▸ ACTION ITEM:
The records below must be copied in full, exactly as they read.

Point-per-instance localization data
+===+
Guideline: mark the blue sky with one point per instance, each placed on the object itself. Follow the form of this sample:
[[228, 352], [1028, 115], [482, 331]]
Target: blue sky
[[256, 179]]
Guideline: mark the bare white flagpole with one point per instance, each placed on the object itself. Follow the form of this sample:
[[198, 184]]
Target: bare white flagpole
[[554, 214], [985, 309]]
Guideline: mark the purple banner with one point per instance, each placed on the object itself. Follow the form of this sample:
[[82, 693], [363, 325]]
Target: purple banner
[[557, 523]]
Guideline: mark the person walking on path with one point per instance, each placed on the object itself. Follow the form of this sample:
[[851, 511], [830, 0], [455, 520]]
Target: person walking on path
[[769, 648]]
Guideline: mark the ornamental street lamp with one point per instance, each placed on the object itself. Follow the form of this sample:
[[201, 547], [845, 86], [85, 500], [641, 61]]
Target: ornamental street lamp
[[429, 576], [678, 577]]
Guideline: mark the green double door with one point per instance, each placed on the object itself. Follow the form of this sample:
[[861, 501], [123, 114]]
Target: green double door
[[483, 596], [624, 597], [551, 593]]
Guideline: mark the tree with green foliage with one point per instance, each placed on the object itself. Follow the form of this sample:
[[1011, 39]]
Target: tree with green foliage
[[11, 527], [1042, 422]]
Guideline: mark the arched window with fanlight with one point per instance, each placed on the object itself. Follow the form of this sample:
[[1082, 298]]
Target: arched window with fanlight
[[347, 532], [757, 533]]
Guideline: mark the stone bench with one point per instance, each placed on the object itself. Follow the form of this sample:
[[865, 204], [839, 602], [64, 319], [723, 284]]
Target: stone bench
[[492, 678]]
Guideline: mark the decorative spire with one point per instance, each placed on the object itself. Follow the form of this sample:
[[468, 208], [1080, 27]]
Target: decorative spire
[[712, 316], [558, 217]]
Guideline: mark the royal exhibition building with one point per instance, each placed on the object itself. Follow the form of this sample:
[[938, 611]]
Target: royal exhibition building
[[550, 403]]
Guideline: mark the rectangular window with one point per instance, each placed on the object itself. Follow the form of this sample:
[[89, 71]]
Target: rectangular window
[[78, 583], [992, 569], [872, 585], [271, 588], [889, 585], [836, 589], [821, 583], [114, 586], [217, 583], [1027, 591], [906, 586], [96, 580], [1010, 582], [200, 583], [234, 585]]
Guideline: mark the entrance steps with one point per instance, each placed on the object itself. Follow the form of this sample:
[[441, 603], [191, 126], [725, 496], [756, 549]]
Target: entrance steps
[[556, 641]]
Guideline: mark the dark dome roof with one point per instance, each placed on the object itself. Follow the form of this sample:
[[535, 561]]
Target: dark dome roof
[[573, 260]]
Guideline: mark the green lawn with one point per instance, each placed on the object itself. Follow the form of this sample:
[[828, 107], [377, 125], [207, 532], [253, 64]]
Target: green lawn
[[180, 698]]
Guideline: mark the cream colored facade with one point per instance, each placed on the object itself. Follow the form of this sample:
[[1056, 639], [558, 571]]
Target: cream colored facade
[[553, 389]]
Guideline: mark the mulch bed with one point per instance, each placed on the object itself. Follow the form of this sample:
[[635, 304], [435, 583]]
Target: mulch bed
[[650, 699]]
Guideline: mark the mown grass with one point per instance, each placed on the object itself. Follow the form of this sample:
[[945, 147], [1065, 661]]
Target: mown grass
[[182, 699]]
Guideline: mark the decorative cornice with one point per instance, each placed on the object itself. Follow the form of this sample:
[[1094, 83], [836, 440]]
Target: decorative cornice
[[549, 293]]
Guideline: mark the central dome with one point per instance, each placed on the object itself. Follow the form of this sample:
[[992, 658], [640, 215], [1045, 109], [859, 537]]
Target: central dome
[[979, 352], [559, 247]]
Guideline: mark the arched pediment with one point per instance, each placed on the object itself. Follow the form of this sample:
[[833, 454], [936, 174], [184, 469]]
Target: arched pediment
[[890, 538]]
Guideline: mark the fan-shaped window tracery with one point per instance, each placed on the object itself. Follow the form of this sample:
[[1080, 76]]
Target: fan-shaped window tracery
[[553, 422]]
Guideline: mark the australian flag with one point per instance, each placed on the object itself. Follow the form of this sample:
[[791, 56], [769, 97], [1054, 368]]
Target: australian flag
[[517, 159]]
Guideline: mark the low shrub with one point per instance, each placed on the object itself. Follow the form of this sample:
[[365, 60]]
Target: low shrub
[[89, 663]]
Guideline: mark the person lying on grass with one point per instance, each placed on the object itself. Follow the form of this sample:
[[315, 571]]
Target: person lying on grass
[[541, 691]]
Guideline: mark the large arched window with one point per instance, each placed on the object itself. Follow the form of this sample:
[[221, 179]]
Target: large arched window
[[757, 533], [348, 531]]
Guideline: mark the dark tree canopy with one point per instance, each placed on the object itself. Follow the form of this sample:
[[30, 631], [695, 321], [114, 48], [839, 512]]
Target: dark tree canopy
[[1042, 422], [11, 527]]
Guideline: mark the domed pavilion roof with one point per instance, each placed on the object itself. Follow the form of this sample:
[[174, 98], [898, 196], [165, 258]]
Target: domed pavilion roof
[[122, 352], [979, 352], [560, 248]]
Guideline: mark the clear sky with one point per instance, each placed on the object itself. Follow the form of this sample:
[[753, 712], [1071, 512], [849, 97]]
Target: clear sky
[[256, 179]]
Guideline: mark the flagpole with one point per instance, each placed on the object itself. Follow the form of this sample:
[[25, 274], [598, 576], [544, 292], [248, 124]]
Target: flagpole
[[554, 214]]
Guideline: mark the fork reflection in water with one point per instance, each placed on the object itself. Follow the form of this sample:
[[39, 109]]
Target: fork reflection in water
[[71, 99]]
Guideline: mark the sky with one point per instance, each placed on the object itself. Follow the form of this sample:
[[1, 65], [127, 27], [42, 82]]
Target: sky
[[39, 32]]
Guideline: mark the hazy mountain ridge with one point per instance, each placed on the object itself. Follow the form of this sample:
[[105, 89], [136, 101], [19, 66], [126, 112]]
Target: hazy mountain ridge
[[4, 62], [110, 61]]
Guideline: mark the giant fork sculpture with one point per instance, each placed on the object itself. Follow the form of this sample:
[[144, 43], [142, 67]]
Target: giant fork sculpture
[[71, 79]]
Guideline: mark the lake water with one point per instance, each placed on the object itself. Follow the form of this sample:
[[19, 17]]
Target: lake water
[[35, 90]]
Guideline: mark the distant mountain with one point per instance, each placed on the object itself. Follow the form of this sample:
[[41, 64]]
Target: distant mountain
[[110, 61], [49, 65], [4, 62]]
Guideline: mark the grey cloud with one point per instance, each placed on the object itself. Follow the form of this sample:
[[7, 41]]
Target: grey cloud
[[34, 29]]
+===+
▸ YOUR RESPONSE:
Guideline: mark the blue sky with one point per instance, each placed on the object itself. Follow the form of this sample:
[[228, 352], [1028, 115], [482, 331]]
Target: blue sky
[[256, 179]]
Guideline: mark the bare white flagpole with one point per instance, each placed on the object itself. Follow the form of this sample:
[[198, 184]]
Target: bare white flagpole
[[554, 214], [985, 309]]
Guideline: mark the purple banner with one point per instance, each placed on the object itself. Follow the form of this sample:
[[82, 693], [363, 325]]
Target: purple banner
[[557, 523]]
Guideline: mark the person walking on path with one point per instance, each placed on the object itself. Follow the form of this sample:
[[851, 511], [830, 0], [455, 520]]
Target: person walking on path
[[769, 648]]
Guideline: mark the ornamental street lamp with one point per instance, each placed on the object itself. Follow the form of this sample:
[[201, 547], [845, 86], [85, 500], [641, 61]]
Target: ornamental street lamp
[[429, 576], [678, 577]]
Guideline: mark the green double door with one point per instance, each placed on the object itself. Follow the form of this sample:
[[861, 501], [123, 114]]
Target: green double door
[[483, 596], [624, 597], [551, 593]]
Guideline: mark the tree with green foliage with one point per instance, each placed on the object itself. Follow the form of this sample:
[[1011, 39]]
Target: tree with green foliage
[[11, 527], [1042, 422]]
Guideline: mark the arched window with fanlight with one point per instance, each placed on the object itself. Follow the form of this sample:
[[1082, 298]]
Target: arched window with fanlight
[[347, 532], [757, 533]]
Guideline: mark the stone bench with one point per instance, each placed on the object itself. Follow the form of this sample:
[[865, 204], [839, 602], [64, 319], [723, 284]]
Target: stone bench
[[492, 678]]
Guideline: mark the decorative spire with one point per instance, each placed on the object itself. Follow the form of this sample:
[[468, 208], [1080, 27]]
Target: decorative spire
[[712, 316], [558, 217]]
Guideline: mark the royal exhibition building with one point per instance, each placed on the object itself. Follow the form of this sample:
[[938, 611]]
Target: royal exhibition building
[[550, 403]]
Guideline: mark the rectangular window with one point per instance, each placed on the object itself. Follow the form of this sample:
[[89, 71]]
Target: rectangular window
[[78, 583], [992, 569], [872, 585], [271, 588], [889, 585], [836, 589], [821, 583], [114, 586], [217, 583], [1027, 591], [906, 586], [96, 580], [1010, 582], [200, 583], [234, 585]]
Guideline: mark the entrance steps with one point per instance, each placed on the object itself. Follow the form of this sample:
[[441, 603], [191, 126], [725, 496], [756, 549]]
Target: entrance steps
[[556, 641]]
Guideline: mark the dark dome roof with one point per instance, each placed on the object itself. Follow the form of this sample:
[[535, 561]]
Target: dark dome roof
[[573, 260]]
Guideline: mark the green lawn with one point per instance, each placed on the object itself. Follow the form of this sample:
[[828, 107], [377, 125], [207, 532], [253, 64]]
Target: green lawn
[[180, 698]]
Guideline: mark the cream colored facade with one point per instance, each placed on the object itself. Follow the form of this sample:
[[1056, 639], [558, 571]]
Target: cream colored facade
[[553, 389]]
Guideline: mark the mulch bed with one point per instance, each placed on the object itself. Follow the form of this sample:
[[635, 304], [435, 583]]
Target: mulch bed
[[650, 699]]
Guideline: mark the mown grass with one point per instance, each placed on the object itself. Follow the form of this sample:
[[945, 147], [1065, 661]]
Target: mown grass
[[182, 699]]
Guideline: mark the decorative cornice with one point per instance, each placed on the object itself. Follow the form of this sample:
[[1094, 83], [836, 440]]
Target: decorative cornice
[[549, 293]]
Guideline: mark the central dome with one point per instance, each placed on the object itself. Follow the form of this sample:
[[992, 658], [640, 215], [1045, 109], [859, 537]]
Target: central dome
[[979, 352], [559, 247]]
Guideline: mark the arched pediment with one point per instance, each placed on the object itself. Follow the form of this sample:
[[833, 454], [936, 174], [184, 469]]
Target: arched pediment
[[890, 538]]
Guideline: mark the fan-shaped window tracery with one point per instance, each placed on the object itself. Follow the form of this sample:
[[1080, 76]]
Target: fan-shaped window tracery
[[553, 422]]
Guideline: mark the australian flag with one point per instance, each placed on the object itself. Follow the form of this sample:
[[791, 56], [769, 97], [1054, 368]]
Target: australian flag
[[517, 159]]
Guideline: mark the low shrub with one point per instance, each placed on the object itself. Follow the form of this sample:
[[365, 60]]
Target: low shrub
[[89, 663]]
Guideline: mark the person lying on grass with one point per instance, each placed on the object itself. Follow the form of this sample:
[[315, 571]]
Target: person lying on grass
[[541, 691]]
Guideline: mark the large arched window with one point per instance, each placed on the object itself. Follow the form of this sample:
[[221, 179]]
Target: large arched window
[[757, 533], [348, 531]]
Guideline: mark the dark tree canopy with one point per instance, each placed on the object itself. Follow the form of this sample:
[[30, 631], [695, 321], [114, 48], [839, 512]]
Target: dark tree canopy
[[1042, 422], [11, 527]]
Guideline: mark the domed pavilion roof with one point per instance, each placed on the object itself. Follow the form of this sample:
[[174, 98], [898, 196], [165, 258]]
Target: domed pavilion roof
[[122, 352], [979, 352], [560, 248]]
Guideline: mark the clear sky with one point per instance, each placed on the object itself. Follow the form of this sample:
[[753, 712], [1071, 512], [849, 97]]
Target: clear sky
[[256, 179]]
Guideline: mark the flagpole with one point per instance, each placed on the object itself. Follow the form of this sample:
[[25, 274], [598, 576], [544, 292], [248, 124]]
Target: flagpole
[[554, 214]]
Guideline: mark the fork reflection in water with one point per instance, each placed on the object itself. Follow the form of this sample:
[[39, 109]]
Target: fork reflection in water
[[71, 99]]
Guideline: mark the sky with one point per instance, each placed on the object itself. Follow the form of this sample:
[[1, 65], [127, 27], [42, 82]]
Target: sky
[[39, 32]]
Guideline: mark the hazy mountain ridge with one point per instance, each placed on the object itself. Follow the form of this sample:
[[105, 89], [136, 101], [19, 66], [126, 112]]
Target: hazy mountain ridge
[[4, 62], [110, 61]]
Guideline: mark the giant fork sculpture with one point per instance, each placed on the object itself. Follow the form of this sample:
[[144, 43], [142, 67]]
Target: giant fork sculpture
[[71, 79]]
Guideline: mark the lake water with one point per instance, each placed on the object itself. Follow the form of this sample:
[[19, 17]]
Target: lake water
[[35, 90]]
Guideline: mark the distant mountain with one point per instance, each placed on the object itself. Follow the form of this sample:
[[41, 64]]
Target: distant mountain
[[110, 61], [49, 65], [4, 62]]
Guideline: mark the grey cloud with one point per instance, each placed on the object itself. Follow the form of this sample:
[[7, 41]]
Target: grey cloud
[[34, 29]]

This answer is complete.